Parthische Sprache

aus Wikipedia, der freien Enzyklopädie
Parthisch

Gesprochen in

Antikes Iran
Sprecher keine (Sprache ausgestorben)
Linguistische
Klassifikation
Sprachcodes
ISO 639-3

xpr

Das Parthische ist eine ausgestorbene mitteliranische Sprache. Sie war die Sprache Parthiens (altpersisch Partθava), der historischen Landschaft, die ungefähr den Regionen Chorasan und Golestan sowie dem heutigen Turkmenistan entspricht. Sprachgeschichtlich hat das Parthische als Hof- und Verwaltungssprache des von der Arsakiden-Dynastie (247 v. Chr. bis 224 n. Chr.) beherrschten Reiches Bedeutung erlangt (→ Partherreich).

__Aufgaben__.
a: Welche Dynastie beherrschte laut dem Artikel über die parthische Sprache das Reich, in dem das Parthische Hof- und Verwaltungssprache war?
b: Führe den Artikel über die parthische Sprache nach seinem letzten Satz weiter.

(Einträge aus einem Zeigedatensatz)
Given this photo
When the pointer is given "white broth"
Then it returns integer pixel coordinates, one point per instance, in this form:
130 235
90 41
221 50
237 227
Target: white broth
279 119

__Lösungen__.
a: Die Arsakiden-Dynastie (247 v. Chr. bis 224 n. Chr.).

b:
Material

Die wichtigsten und sichersten Sprachzeugnisse des Parthischen stammen allerdings nicht aus arsakidischer, sondern erst aus sassanidischer Zeit, da Dichtung und religiöse Tradition zunächst vornehmlich mündlich überliefert wurden, die Münzen lange Zeit, bis zur Mitte des 1. Jahrhunderts n. Chr., griechische Legenden trugen und die wirklich in parthischer Schrift geschriebenen Zeugnisse noch so viel Aramäisches in sich tragen, dass man für das Parthische daraus kaum etwas gewinnt. Diese Einschätzung zielt gleichermaßen auf die wenigen Felsinschriften in parthischer Schrift und Sprache (etwa von Sar-e-pol-e-Zohab im Zāgros-Gebirge) wie auf die kleinen Gefäßinschriften; aber grundsätzlich gilt sie ebenso für die Dokumente auf Ostraka aus Schahr-i Qumis (Hekatompylos im Nordostiran) und die aus dem Archiv von Nisa (Turkmenistan) mit weit über 2000 Ostraka-Fragmenten des 1. Jahrhunderts v. Chr., die Weinlieferungen und Lebensmittelzuteilungen betreffen, sowie für die Pergamenturkunden aus Hawraman (Westiran).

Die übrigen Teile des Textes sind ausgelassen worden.